## CONSIGNES:
- 1) D'après l'extrait sur l'économie d'Occitanie, avec combien de producteurs locaux Le Drive tout nu travaille-t-il aujourd'hui ?
- 2) Reprenez l'extrait sur l'économie d'Occitanie à la suite de sa dernière phrase.

## EXTRAIT CHOISI:
»»
La nouvelle édition de l’émission économique de La Cité a donné la parole à des dirigeants et dirigeantes d’entreprises d’Occitanie engagées dans des actions entrepreneuriales novatrices dans les secteurs de l’agriculture, du commerce, du numérique et du transport. La directrice régionale de l’Insee a aussi partagé son analyse et ses données sur la situation économique d’Occitanie. Verbatim.

Emmanuelle Durand-Rodriguez

Consommations, les mutations en cours

Salomé Géraud, co-fondatrice de Le Drive tout nu, la startup dont les équipes sont installées à La Cité : « L’ambition du Drive tout nu est entrepreneuriale et sociétale avec l’objectif de contrer les effets du plastique et des emballages sur l’environnement et la santé. Nous avons fait le constat qu’il était très compliqué de consommer en zéro déchet surtout lorsque l’on n’habite pas en centre-ville. Nous avons donc voulu simplifier et démocratiser l’accès aux courses zéro déchet et locales pour limiter les effets du transport. En 2018 nous avons créé notre premier drive dans le Nord de Toulouse et il y a quelques semaines nous avons ouvert, en franchise, le premier Drive tout nu à Lille. Les franchisés doivent avoir le label ESUS (entreprise solidaire d’utilité sociale) et doivent s’engager à ce qu’au moins 60% des produits vendus soient issus d’un périmètre de moins de 100km autour du point de vente. Les produits doivent aussi être bio ou assimilés bio. À Toulouse nous n’avons pas de difficultés à répondre à ce cahier des charges mais cela demande de repenser complètement les achats, la gestion des stocks et la relation avec les producteurs. Aujourd’hui, nous avons ainsi 200 producteurs locaux et donc un fonctionnement très différent de celui de la grande distribution. »
««
## LIGNES DE DONNÉES:
»»
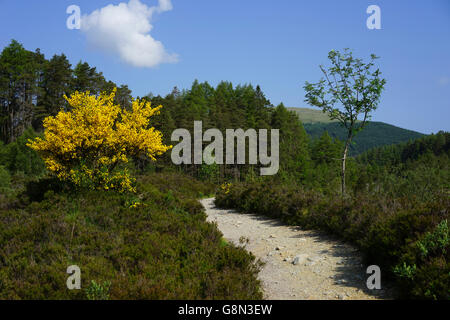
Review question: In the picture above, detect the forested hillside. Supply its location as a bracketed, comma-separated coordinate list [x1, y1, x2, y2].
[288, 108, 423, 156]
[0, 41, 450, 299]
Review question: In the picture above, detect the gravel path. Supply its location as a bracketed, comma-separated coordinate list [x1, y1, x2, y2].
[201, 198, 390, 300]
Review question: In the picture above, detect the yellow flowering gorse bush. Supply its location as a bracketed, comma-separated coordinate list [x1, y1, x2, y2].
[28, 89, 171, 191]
««
»»
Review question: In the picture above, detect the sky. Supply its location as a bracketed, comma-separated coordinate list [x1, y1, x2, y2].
««
## CORRIGÉ:
- 1) Avec 200 producteurs locaux.

- 2)
Amandine Largeaud, co-directrice de Le 100ème Singe : « Notre mission est de favoriser la re-création d’une ceinture verte nourricière de fermes péri-urbaines autour de Toulouse. L’alimentation redevient centrale, c’est ce qui fait notre humanité et il y a actuellement un grand élan collectif vers des reconversions professionnelles en agro-écologie. Mais il ne faut pas laisser seules les personnes qui s’engagent en ce sens ;  la société doit se regrouper pour soutenir leurs initiatives et travailler de façon collaborative. Le 100ème Singe s’est donné pour mission de favoriser et de sécuriser les reconversions (accès au foncier et aux premiers équipements, formation, investissements). Notre objectif est de redonner une autonomie alimentaire à la métropole ce qui n’est plus du tout le cas en raison des modèles actuels d’agriculture et de la spéculation foncière. C’est un projet tellement ambitieux qu’il faut le mener dans un cadre collaboratif et créer des modèles nouveaux, hybrides, qui à la fois remplissent des missions d’intérêt général et sont autosuffisants donc viables économiquement. De manière générale on sait financer l’innovation technologique, on sait moins financer l’innovation sociale et organisationnelle. Beaucoup de choses sont collectivement à inventer !  »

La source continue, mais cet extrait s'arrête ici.